**** PASSAGE TO READ
Written by the AFCA offices | AFCA.com

ANAHEIM
, Calif.
--
The American Football Coaches Association capped its 2008 convention by presenting its top coaching award -- AFCA Coach of the Year -- to five outstanding coaches today (Jan. 9).

Kansas' Mark Mangino, Appalachian State's Jerry Moore, Valdosta State's David Dean, Wisconsin-Whitewater's Lance Leipold and Carroll's (Mont.) Mike Van Diest are the 2007 AFCA National Coach of the Year winners. Mangino in the FBS, Moore in the FCS, Dean in Division II, Leipold in Division III and Van Diest in the NAIA.

The winners are selected by a vote of the Active AFCA members (coaches at four-year schools) in the Association's five divisions. The AFCA has named a Coach of the Year since 1935. The AFCA Coach of the Year award is the oldest and most prestigious of all the Coach of the Year awards and is the only one chosen exclusively by the coaches themselves.

Mark Mangino led the Jayhawks to a 12-1 record and a victory in the FedEx Orange Bowl. The 12 wins are a school record and the Orange Bowl appearance is the first traditional New Year's Day bowl trip for Kansas since 1969. He is the first coach in school history to lead his teams to three bowl appearances.
********
**** DATA LINES
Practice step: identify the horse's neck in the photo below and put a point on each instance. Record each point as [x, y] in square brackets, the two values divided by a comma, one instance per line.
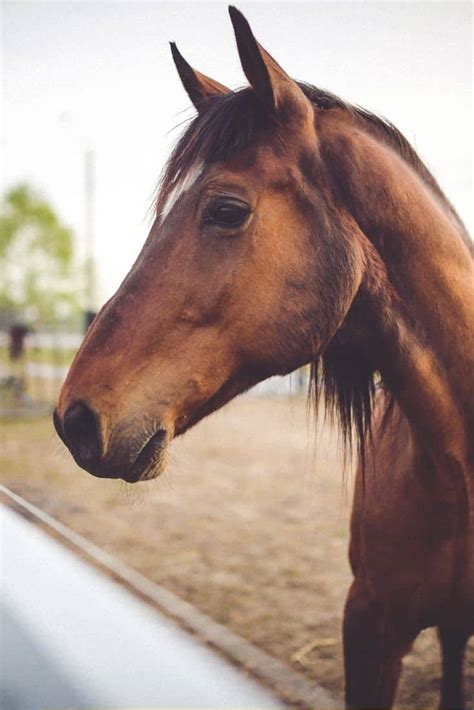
[425, 344]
********
**PROBLEMS TO WORK ON**
a. According to the passage on the AFCA awards, since what year has the AFCA named a Coach of the Year?
b. From the passage on the AFCA awards, extract everything from "The winners are" down to "the coaches themselves." word for word.

**TASK-BY-TASK OUTPUTS**
a. Since 1935.

b.
The winners are selected by a vote of the Active AFCA members (coaches at four-year schools) in the Association's five divisions. The AFCA has named a Coach of the Year since 1935. The AFCA Coach of the Year award is the oldest and most prestigious of all the Coach of the Year awards and is the only one chosen exclusively by the coaches themselves.